━━━ Exercise material ━━━

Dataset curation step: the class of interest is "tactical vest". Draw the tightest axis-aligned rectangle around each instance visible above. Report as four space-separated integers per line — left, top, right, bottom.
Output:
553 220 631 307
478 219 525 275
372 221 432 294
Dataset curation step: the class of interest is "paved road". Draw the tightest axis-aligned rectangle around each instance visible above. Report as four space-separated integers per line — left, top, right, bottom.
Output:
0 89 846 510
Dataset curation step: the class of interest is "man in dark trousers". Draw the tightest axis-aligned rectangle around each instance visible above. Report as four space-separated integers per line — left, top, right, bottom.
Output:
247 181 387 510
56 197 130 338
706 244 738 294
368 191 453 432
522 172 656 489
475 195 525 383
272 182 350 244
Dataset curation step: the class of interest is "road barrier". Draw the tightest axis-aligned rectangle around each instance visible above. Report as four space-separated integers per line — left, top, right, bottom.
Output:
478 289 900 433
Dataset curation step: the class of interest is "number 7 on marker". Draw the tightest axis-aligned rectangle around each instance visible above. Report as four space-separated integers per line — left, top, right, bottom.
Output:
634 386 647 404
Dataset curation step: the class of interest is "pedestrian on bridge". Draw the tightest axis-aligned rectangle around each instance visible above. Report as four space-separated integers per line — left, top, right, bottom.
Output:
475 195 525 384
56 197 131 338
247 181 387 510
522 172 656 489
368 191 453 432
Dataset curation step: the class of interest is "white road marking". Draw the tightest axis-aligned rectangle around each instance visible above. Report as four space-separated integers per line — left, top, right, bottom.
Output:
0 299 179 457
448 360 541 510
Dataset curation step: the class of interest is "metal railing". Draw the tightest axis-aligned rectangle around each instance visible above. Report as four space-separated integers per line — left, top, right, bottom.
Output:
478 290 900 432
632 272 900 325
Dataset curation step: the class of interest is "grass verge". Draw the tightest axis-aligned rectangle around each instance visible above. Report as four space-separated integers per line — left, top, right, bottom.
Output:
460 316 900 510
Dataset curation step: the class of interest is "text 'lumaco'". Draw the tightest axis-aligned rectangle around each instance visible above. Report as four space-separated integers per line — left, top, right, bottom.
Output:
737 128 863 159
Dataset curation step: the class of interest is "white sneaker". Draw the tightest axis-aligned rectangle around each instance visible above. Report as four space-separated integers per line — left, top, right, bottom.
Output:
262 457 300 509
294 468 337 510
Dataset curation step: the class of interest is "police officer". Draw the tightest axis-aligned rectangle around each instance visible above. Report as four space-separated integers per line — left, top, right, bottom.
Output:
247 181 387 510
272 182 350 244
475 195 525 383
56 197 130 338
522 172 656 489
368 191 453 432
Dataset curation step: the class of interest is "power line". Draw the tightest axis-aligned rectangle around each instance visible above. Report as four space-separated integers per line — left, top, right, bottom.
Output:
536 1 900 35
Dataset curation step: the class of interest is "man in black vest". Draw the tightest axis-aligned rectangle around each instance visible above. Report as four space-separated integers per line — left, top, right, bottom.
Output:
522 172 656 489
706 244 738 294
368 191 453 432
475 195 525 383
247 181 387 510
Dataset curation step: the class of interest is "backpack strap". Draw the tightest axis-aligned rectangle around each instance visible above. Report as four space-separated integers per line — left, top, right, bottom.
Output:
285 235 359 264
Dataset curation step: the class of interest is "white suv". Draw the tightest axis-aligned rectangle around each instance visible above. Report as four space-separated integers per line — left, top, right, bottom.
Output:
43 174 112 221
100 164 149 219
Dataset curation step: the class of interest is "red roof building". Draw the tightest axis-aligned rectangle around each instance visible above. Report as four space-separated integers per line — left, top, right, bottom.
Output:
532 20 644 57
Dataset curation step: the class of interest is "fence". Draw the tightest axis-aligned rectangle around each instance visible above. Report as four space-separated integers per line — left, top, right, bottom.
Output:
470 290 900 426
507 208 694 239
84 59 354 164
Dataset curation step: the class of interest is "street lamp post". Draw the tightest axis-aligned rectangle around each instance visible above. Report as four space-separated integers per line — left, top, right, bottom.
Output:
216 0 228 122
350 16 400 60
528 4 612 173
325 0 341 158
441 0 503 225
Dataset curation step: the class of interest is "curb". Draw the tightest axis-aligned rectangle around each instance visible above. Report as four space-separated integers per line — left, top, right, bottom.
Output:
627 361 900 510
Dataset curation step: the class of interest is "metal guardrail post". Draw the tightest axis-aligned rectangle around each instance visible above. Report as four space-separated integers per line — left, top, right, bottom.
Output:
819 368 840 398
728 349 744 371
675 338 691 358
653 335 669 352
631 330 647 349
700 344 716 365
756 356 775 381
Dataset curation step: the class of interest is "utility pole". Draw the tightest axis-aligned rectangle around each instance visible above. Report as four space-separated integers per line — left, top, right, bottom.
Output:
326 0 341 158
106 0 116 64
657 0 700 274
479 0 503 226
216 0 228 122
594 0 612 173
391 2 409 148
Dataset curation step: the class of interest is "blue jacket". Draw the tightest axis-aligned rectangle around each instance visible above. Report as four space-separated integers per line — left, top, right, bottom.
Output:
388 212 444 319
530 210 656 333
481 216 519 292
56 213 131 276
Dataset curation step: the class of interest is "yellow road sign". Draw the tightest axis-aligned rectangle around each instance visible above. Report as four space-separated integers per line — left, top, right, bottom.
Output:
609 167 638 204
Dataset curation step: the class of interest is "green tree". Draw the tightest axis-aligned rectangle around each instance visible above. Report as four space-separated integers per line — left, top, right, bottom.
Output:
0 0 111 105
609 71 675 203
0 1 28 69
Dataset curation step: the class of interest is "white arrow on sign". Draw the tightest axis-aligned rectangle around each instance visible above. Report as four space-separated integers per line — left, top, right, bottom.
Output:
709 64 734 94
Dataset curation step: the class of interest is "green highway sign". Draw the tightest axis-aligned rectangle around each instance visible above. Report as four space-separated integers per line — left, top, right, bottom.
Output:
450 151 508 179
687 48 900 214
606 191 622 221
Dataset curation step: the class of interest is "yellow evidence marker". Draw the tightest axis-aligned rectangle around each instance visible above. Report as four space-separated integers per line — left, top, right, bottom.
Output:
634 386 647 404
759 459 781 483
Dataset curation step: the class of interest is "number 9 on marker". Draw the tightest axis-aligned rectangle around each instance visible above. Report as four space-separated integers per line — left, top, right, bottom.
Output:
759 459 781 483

━━━

What is required >>
Rewrite all the records above as a numbered list with one line per item, leaving out any blank lines.

Task solution >>
1. Dataset curation step: the class of interest is "tactical vest". Draw the tightest axis-aligned rectangle around each instance visible above. Report as four space-separated integers per line — left, top, right, bottom.
2. Output:
3. 553 220 631 307
4. 478 219 525 275
5. 372 221 432 294
6. Dataset curation step: the class of interest is "paved road". Draw the tightest axis-aligned rectangle around each instance visible above. Report as four space-separated integers per line — left, top, right, bottom.
7. Output:
8. 0 89 846 510
9. Dataset curation step: the class of interest is "man in dark trousers". Draw the tightest axis-aligned rectangle around each instance visible above. Report as four space-separated integers per line — left, top, right, bottom.
10. Output:
11. 247 181 387 510
12. 56 197 130 338
13. 706 244 738 294
14. 368 191 453 432
15. 522 172 656 489
16. 475 195 525 383
17. 272 182 350 244
18. Dataset curation step: the class of interest is "road barrier". Draw the tightest axis-aligned rectangle around each instance visible above. Report as four space-separated integers per line — left, top, right, bottom.
19. Output:
20. 478 289 900 433
21. Dataset curation step: the class of interest is "number 7 on marker". Draw the tightest axis-aligned rectangle around each instance visible above. Report as four space-separated integers per line — left, top, right, bottom.
22. Output:
23. 634 386 647 404
24. Dataset curation step: the class of interest is "pedestrian on bridge". Draw the tightest axis-aligned rectangle around each instance visible above. Report as four space-separated integers per line — left, top, right, bottom.
25. Output:
26. 475 195 525 384
27. 56 197 131 338
28. 247 181 387 510
29. 522 172 656 489
30. 368 191 453 432
31. Dataset curation step: the class of interest is "white road marking". Draw the tightest axis-aligned rectangle around each instance visible above. Report as four space-separated integers per line — left, top, right, bottom.
32. Output:
33. 0 299 179 457
34. 448 360 541 510
35. Dataset curation step: the class of interest is "metal railing". Draw the tightest axis-aligned rectangle around each instance visible above. Report as four space-separated integers per line — left, top, right, bottom.
36. Output:
37. 478 290 900 432
38. 632 272 900 325
39. Dataset curation step: the class of interest is "grass verge". Draw the tightest axis-aligned rectangle around each instance visible above. Report as four space-separated integers per line — left, top, right, bottom.
40. Output:
41. 460 316 900 510
42. Dataset curation step: the class of interest is "text 'lumaco'". Draw the tightest axis-aligned rectangle around each instance visible above. Report as four space-separated integers per line — left, top, right, bottom.
43. Output:
44. 737 128 863 159
45. Dataset curation step: the class of interest is "white sneaker". Draw the tightest axis-aligned rectangle around each instance visible above. Report as four space-separated integers per line — left, top, right, bottom.
46. Output:
47. 262 457 300 509
48. 294 468 337 510
49. Dataset curation step: the class of interest is "police officer". Draw the tightest axis-aligned rectangle around each instance visible above. Report as four space-separated integers per line — left, top, right, bottom.
50. Output:
51. 247 181 387 510
52. 272 182 350 244
53. 475 195 525 383
54. 56 197 130 338
55. 522 172 656 489
56. 368 191 453 432
57. Dataset curation step: the class of interest is "power line". Draw the tightest axis-aligned rectangle around each instance visible above. Report as four space-separated integers per line — left, top, right, bottom.
58. Output:
59. 536 1 900 35
60. Dataset curation step: the class of interest is "man in black vest". Draw the tightest axis-aligned rectangle around each instance visible above. Report as four space-separated integers per line — left, top, right, bottom.
61. Output:
62. 522 172 656 489
63. 706 244 738 294
64. 368 191 453 432
65. 475 195 525 383
66. 247 181 387 510
67. Dataset curation step: the class of interest is "backpack strap". Draw the tightest axis-aligned rectangle around each instance visible above. Report as four space-separated integers per line — left, top, right, bottom.
68. Output:
69. 285 235 359 264
70. Dataset curation step: the class of interest is "white suv". Draw the tightest axis-aligned rectangle around each instance visible above. Report as four space-separated integers per line — left, top, right, bottom.
71. Output:
72. 43 174 112 221
73. 100 164 149 219
74. Dataset curation step: the class of interest is "red roof building". Draw the tightest axis-aligned rectangle around each instance visible above. Report as four space-separated integers per line — left, top, right, bottom.
75. Output:
76. 532 20 644 57
77. Dataset curation step: the class of interest is "fence". Draw the tightest axis-aligned rectangle around each instance visible above. Report as four space-separated integers per line — left, top, right, bottom.
78. Output:
79. 470 290 900 426
80. 507 208 694 239
81. 84 59 354 164
82. Dataset curation step: the class of interest is "street lamp post". Draw the tightest axis-aligned rectangle around each instance visible above. Report as four space-separated integers per line — left, top, right, bottom.
83. Output:
84. 216 0 228 122
85. 350 16 400 60
86. 528 4 612 173
87. 325 0 341 158
88. 441 0 503 225
89. Dataset curation step: the class of interest is "curb". Draw the tightest axis-aligned rectangle around each instance visible above. Report as four space-separated integers per line — left, top, right, bottom.
90. Output:
91. 627 361 900 510
92. Dataset curation step: the class of interest is "metal guardrail post". Draw the tightest axis-aligned rectangle around each instance visible above. Report as four space-separated integers per line — left, top, right, bottom.
93. Output:
94. 819 368 840 398
95. 728 349 744 371
96. 675 338 691 358
97. 653 335 669 352
98. 631 330 647 349
99. 700 344 716 365
100. 756 356 775 381
101. Dataset curation step: the class of interest is "utility pole". Draw the tightest axis-aligned rectangle around each instance visible above. Report as four space-separated integers per line — left, top, right, bottom.
102. Output:
103. 326 0 341 158
104. 106 0 116 64
105. 657 0 700 274
106. 479 0 503 226
107. 216 0 228 122
108. 594 0 612 173
109. 391 2 409 148
110. Dataset curation step: the class of interest is "blue jacket". Draw the tightest axis-aligned rectangle around each instance visible above. Report as four space-separated integers per line — left, top, right, bottom.
111. Output:
112. 388 212 444 319
113. 530 210 656 333
114. 481 216 519 292
115. 56 213 131 276
116. Dataset curation step: the class of interest is "yellow road sign". Draw the tightest axis-aligned rectangle around each instance visible above. Report as four space-separated integers per line — left, top, right, bottom.
117. Output:
118. 609 167 638 204
119. Dataset curation step: the class of interest is "green tree". Draw the tightest axis-aligned rectangle around each instance visible above. Report as four space-separated integers per line — left, top, right, bottom.
120. Output:
121. 0 0 111 105
122. 609 71 675 203
123. 0 1 28 69
124. Dataset curation step: the class of interest is "white arrow on sign". Draw the tightest axis-aligned rectangle around each instance visible above. Report as four space-separated integers per line — left, top, right, bottom.
125. Output:
126. 709 64 734 94
127. Dataset curation step: the class of interest is "green highway sign". Draw the tightest axis-aligned rectangle around each instance visible above. Report as four space-separated integers per line — left, top, right, bottom.
128. Output:
129. 450 151 508 179
130. 687 48 900 214
131. 606 191 622 221
132. Dataset curation step: the class of interest is "yellow evidence marker". Draw the tightest axis-aligned rectangle around each instance visible above. Report as four space-separated integers per line — left, top, right, bottom.
133. Output:
134. 634 386 647 404
135. 759 459 781 483
136. Dataset curation step: the class of interest is "number 9 on marker". Draw the tightest axis-aligned rectangle around each instance visible above. Report as four space-separated integers per line — left, top, right, bottom.
137. Output:
138. 759 459 781 483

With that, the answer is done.